[begin Given records]

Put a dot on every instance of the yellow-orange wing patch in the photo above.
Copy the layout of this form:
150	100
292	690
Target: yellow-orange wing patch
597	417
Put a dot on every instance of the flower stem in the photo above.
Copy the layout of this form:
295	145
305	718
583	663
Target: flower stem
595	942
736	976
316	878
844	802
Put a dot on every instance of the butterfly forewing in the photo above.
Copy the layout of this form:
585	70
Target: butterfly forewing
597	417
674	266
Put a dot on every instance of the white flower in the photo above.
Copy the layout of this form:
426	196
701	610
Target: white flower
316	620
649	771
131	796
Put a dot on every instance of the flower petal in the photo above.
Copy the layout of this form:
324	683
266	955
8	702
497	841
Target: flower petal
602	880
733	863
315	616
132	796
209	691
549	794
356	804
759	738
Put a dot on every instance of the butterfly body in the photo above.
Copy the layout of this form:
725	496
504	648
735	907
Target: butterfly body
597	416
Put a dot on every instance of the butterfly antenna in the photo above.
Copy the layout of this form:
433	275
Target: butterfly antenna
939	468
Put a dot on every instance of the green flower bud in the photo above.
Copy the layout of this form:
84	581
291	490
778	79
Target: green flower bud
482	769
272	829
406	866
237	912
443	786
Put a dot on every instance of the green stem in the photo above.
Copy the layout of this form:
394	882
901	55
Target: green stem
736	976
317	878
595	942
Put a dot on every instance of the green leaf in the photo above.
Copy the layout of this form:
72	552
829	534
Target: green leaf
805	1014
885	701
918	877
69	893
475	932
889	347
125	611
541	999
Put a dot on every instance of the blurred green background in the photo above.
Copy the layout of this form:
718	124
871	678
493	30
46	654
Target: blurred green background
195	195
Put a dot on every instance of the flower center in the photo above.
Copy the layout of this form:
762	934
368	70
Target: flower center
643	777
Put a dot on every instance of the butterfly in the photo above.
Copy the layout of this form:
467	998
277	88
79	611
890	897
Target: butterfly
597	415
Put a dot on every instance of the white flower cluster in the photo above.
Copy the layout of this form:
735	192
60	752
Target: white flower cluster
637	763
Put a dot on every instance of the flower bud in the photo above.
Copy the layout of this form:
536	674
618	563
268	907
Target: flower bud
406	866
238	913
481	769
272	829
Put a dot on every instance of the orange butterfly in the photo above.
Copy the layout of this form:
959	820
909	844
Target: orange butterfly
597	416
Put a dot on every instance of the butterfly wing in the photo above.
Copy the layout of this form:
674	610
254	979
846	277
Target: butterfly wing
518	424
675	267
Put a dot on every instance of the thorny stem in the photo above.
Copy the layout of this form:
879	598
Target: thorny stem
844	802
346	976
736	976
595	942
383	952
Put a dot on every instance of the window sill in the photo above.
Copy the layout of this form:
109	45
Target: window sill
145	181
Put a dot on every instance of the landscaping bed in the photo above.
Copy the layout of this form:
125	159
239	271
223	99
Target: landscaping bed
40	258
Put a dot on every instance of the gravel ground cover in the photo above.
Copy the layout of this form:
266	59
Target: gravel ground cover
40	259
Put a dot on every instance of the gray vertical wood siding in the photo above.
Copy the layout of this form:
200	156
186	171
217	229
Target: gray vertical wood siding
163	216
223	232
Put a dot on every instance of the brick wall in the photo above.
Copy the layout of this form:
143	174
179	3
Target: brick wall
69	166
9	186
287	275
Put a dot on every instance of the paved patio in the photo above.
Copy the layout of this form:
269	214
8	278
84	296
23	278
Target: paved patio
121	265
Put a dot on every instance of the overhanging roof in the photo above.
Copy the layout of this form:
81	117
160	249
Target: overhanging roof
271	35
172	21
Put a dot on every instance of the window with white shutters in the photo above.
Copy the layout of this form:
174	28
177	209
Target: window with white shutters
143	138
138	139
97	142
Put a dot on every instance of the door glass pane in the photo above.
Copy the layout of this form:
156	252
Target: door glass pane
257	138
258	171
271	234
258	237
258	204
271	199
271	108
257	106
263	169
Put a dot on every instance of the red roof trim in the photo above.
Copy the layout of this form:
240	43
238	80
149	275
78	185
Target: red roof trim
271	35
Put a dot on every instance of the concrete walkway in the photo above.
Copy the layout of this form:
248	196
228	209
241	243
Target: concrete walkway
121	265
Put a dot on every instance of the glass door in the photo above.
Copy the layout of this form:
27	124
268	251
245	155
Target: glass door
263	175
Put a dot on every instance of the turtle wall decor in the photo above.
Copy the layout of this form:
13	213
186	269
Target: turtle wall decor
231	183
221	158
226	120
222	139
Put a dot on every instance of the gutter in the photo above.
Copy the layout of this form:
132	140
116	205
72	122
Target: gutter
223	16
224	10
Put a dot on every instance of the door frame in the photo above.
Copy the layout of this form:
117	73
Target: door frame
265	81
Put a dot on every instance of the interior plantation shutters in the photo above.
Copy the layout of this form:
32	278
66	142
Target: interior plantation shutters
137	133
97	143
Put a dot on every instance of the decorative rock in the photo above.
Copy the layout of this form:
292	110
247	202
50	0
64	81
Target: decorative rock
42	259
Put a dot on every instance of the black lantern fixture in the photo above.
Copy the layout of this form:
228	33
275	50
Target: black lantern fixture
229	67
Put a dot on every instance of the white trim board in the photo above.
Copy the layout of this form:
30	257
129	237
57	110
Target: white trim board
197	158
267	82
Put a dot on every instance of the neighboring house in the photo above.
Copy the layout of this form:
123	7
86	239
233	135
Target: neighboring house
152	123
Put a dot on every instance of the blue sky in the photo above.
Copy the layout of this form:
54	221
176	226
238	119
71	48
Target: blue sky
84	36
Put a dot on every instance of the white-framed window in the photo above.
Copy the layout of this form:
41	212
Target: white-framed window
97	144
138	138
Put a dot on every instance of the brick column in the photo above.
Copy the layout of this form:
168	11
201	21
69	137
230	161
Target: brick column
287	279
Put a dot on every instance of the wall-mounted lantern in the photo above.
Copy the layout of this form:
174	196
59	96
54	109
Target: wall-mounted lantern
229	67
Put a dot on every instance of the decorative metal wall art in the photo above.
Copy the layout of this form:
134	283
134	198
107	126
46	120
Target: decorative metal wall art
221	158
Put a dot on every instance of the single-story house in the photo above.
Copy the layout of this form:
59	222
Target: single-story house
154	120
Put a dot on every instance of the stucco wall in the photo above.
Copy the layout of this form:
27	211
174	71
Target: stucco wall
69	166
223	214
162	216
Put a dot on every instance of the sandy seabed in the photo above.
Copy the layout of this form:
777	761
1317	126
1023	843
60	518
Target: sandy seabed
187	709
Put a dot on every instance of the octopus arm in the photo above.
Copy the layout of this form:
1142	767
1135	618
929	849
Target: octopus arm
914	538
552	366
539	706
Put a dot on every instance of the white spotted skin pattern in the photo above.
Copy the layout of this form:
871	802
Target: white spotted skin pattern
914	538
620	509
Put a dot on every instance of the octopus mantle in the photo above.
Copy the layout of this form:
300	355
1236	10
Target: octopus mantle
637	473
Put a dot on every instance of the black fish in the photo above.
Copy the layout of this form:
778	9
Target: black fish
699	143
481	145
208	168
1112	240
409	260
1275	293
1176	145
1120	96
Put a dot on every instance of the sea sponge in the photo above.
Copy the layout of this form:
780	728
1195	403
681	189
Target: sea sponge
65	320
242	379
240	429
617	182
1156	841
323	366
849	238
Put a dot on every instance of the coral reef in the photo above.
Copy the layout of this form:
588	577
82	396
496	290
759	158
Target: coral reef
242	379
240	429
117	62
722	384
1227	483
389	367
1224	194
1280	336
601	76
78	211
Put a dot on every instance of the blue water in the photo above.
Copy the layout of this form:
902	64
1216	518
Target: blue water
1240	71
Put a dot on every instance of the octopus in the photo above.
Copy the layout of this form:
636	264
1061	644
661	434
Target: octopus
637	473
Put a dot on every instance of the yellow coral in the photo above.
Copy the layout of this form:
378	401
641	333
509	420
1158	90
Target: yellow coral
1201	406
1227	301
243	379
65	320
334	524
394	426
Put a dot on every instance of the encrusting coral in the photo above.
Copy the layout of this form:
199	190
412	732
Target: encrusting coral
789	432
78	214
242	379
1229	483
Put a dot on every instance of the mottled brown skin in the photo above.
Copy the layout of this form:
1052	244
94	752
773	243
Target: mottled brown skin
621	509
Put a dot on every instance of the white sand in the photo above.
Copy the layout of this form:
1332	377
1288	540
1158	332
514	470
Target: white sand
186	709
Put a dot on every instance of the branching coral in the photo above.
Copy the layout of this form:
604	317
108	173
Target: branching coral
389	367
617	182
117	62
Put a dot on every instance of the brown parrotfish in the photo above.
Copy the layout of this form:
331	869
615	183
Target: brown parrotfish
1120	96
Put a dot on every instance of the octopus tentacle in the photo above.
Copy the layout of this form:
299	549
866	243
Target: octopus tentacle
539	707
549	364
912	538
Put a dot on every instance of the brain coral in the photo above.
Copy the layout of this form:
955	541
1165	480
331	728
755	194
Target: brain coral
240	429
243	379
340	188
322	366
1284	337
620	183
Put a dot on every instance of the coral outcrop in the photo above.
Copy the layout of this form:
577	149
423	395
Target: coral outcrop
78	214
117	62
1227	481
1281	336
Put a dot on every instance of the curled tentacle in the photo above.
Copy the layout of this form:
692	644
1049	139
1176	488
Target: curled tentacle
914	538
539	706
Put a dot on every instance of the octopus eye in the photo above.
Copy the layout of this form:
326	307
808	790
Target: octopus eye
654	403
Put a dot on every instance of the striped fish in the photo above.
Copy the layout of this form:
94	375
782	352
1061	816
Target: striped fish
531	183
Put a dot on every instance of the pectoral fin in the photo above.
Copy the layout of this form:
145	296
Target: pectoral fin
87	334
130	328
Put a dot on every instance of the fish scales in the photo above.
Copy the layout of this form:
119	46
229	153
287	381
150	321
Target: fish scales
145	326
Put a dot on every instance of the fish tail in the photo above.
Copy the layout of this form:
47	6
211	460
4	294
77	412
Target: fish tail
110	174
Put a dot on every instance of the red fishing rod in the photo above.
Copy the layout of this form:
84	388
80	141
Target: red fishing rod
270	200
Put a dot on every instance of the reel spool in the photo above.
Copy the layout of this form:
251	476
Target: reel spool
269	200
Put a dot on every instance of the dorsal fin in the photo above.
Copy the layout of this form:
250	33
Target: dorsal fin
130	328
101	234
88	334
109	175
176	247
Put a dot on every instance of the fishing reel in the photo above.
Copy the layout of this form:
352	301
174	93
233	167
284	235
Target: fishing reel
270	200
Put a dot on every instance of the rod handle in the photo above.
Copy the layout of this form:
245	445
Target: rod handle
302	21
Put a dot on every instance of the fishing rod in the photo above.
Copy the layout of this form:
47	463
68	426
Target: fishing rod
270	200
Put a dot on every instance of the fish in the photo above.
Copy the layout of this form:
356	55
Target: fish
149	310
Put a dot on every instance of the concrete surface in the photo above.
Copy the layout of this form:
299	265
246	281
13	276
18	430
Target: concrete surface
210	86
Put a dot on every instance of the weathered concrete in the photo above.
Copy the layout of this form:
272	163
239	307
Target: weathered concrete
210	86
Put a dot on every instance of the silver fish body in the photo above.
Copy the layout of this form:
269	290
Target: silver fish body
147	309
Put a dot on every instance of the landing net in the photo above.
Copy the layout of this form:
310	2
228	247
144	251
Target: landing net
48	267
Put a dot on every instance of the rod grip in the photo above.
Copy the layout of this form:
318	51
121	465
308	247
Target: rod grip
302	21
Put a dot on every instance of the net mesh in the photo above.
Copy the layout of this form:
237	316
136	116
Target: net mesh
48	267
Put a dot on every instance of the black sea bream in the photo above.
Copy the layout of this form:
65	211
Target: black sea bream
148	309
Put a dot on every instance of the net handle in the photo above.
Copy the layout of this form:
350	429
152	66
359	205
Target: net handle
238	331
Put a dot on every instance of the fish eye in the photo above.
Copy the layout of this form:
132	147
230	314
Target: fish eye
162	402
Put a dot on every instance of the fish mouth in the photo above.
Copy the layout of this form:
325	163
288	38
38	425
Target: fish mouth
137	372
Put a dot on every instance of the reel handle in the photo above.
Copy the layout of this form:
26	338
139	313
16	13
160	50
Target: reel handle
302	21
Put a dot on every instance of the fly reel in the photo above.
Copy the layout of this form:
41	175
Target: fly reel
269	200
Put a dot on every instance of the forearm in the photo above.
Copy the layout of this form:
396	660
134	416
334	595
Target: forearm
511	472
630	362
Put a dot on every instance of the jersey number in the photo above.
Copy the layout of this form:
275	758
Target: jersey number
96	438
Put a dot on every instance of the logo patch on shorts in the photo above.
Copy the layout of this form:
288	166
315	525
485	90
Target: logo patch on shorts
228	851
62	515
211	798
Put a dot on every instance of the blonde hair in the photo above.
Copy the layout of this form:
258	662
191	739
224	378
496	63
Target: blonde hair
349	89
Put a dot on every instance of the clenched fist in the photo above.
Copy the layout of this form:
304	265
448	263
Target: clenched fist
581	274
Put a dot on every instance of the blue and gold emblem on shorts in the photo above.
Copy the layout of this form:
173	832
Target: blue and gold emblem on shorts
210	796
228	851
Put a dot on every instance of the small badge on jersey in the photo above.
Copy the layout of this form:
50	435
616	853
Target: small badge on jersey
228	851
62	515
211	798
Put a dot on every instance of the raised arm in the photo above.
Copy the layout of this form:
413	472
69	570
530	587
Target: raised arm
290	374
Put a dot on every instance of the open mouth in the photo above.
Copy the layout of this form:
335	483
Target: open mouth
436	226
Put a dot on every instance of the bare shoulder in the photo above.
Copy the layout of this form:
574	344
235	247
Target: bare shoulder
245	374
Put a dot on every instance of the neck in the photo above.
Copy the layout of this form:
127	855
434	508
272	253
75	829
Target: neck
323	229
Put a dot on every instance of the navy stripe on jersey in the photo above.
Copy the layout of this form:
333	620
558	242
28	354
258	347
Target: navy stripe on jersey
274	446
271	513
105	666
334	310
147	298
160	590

[end Given records]

What needs to be done:
Convert everything from the line containing "Put a dot on every instance of the open" down to the end of the rows into a Markdown table with the columns No. and Line, numbering each line in order and omitting blank lines.

Task solution:
| No. | Line |
|---|---|
| 1 | Put a dot on every instance of the open mouth in the photo above. |
| 2 | Copy the layout of this form: |
| 3 | 335	483 |
| 4 | Target: open mouth |
| 5 | 436	226 |
| 6 | Put a dot on every instance of the bare shoulder in the photo above. |
| 7 | Copy the layout of this form: |
| 8 | 574	344 |
| 9 | 235	247 |
| 10 | Target: bare shoulder |
| 11 | 245	374 |
| 12 | Put a dot on every instance of the neck in the photo above. |
| 13 | Copy the layout of this form: |
| 14 | 127	855 |
| 15 | 434	508 |
| 16 | 272	253 |
| 17 | 75	829 |
| 18 | Target: neck |
| 19 | 323	229 |
| 20 | Put a dot on every instance of the navy stripe on jersey in the photo above. |
| 21 | Copy the layout of this form: |
| 22 | 333	620 |
| 23 | 558	242 |
| 24 | 28	354 |
| 25 | 258	347 |
| 26 | Target: navy stripe on jersey |
| 27 | 274	446 |
| 28 | 271	513 |
| 29 | 105	666 |
| 30 | 334	310 |
| 31 | 147	298 |
| 32 | 160	590 |